(Polygon annotations for photos)
━━━━

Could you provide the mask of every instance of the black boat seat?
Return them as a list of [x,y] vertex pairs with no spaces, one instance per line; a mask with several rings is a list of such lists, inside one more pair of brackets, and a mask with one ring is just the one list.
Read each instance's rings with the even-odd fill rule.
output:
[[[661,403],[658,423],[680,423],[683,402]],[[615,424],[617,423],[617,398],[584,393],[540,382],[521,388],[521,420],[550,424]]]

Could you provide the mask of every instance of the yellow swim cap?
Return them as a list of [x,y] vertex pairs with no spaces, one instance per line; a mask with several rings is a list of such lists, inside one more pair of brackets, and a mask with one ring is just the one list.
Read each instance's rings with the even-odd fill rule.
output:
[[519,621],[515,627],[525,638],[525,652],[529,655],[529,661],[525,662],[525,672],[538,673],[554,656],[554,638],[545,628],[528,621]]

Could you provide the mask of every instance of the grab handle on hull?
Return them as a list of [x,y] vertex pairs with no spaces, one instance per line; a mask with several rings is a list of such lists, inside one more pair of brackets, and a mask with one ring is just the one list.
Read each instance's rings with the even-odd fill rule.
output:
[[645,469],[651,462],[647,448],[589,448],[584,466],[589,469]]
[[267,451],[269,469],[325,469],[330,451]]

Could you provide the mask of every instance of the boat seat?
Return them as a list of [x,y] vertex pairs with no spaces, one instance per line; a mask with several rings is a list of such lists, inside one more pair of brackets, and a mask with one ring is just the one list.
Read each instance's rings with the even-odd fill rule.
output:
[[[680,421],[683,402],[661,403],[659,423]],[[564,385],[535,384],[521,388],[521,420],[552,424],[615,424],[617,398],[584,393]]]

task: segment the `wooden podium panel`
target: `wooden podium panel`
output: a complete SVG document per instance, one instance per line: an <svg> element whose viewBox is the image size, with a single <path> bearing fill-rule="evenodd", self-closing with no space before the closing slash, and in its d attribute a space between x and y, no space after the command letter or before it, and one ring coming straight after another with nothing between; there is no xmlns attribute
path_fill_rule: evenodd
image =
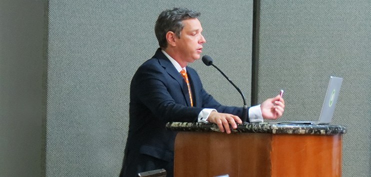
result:
<svg viewBox="0 0 371 177"><path fill-rule="evenodd" d="M180 132L174 175L340 177L342 136Z"/></svg>
<svg viewBox="0 0 371 177"><path fill-rule="evenodd" d="M272 177L340 177L341 135L273 135Z"/></svg>

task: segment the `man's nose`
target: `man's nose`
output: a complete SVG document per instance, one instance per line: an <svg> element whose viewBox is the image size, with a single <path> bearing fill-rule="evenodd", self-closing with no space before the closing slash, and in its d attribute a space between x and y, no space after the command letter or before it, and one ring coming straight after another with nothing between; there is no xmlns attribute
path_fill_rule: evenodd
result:
<svg viewBox="0 0 371 177"><path fill-rule="evenodd" d="M201 38L198 42L200 44L206 43L206 39L205 39L205 38L204 37L204 36L202 34L201 34Z"/></svg>

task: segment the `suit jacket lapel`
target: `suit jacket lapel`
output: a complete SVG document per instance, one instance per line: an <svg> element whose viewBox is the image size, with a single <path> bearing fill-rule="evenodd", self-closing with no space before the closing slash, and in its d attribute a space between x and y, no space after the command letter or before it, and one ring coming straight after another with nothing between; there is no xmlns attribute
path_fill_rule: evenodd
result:
<svg viewBox="0 0 371 177"><path fill-rule="evenodd" d="M183 97L186 101L186 106L190 106L190 96L188 93L188 87L182 75L176 70L174 65L172 65L172 63L164 53L161 51L161 49L159 48L157 50L153 58L158 58L160 64L164 68L165 71L179 84L182 92L183 93Z"/></svg>
<svg viewBox="0 0 371 177"><path fill-rule="evenodd" d="M193 99L193 106L197 107L198 105L200 105L200 103L198 103L198 98L200 97L200 93L198 91L200 90L200 86L196 84L194 81L198 77L196 73L194 73L192 70L188 66L187 66L187 73L188 74L188 79L190 80L190 88L192 90L192 99Z"/></svg>

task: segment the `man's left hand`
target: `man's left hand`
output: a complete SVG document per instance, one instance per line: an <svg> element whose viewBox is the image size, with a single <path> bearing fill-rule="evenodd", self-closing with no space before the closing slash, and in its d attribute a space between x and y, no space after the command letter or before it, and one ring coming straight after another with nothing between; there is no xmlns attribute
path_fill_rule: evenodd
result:
<svg viewBox="0 0 371 177"><path fill-rule="evenodd" d="M267 99L260 104L260 107L263 118L277 119L284 114L284 100L278 95L274 98Z"/></svg>

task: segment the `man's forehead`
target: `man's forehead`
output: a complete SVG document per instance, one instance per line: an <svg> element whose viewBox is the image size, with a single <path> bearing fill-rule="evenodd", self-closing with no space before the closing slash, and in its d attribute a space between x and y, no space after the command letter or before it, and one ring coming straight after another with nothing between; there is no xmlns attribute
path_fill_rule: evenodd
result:
<svg viewBox="0 0 371 177"><path fill-rule="evenodd" d="M190 31L202 30L201 23L198 18L189 18L182 22L184 25L183 30Z"/></svg>

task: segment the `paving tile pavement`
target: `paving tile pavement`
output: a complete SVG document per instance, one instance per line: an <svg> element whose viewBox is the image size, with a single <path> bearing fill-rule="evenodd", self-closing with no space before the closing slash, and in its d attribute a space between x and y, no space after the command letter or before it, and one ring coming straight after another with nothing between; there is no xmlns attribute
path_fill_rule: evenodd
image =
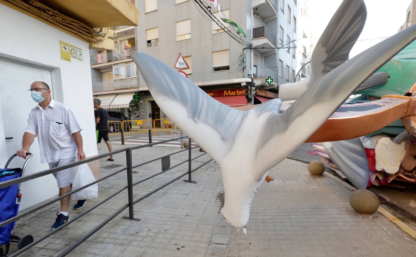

━━━━

Please tally the lines in the records above that contain the string "tile", with case counting, and reply with the number alone.

2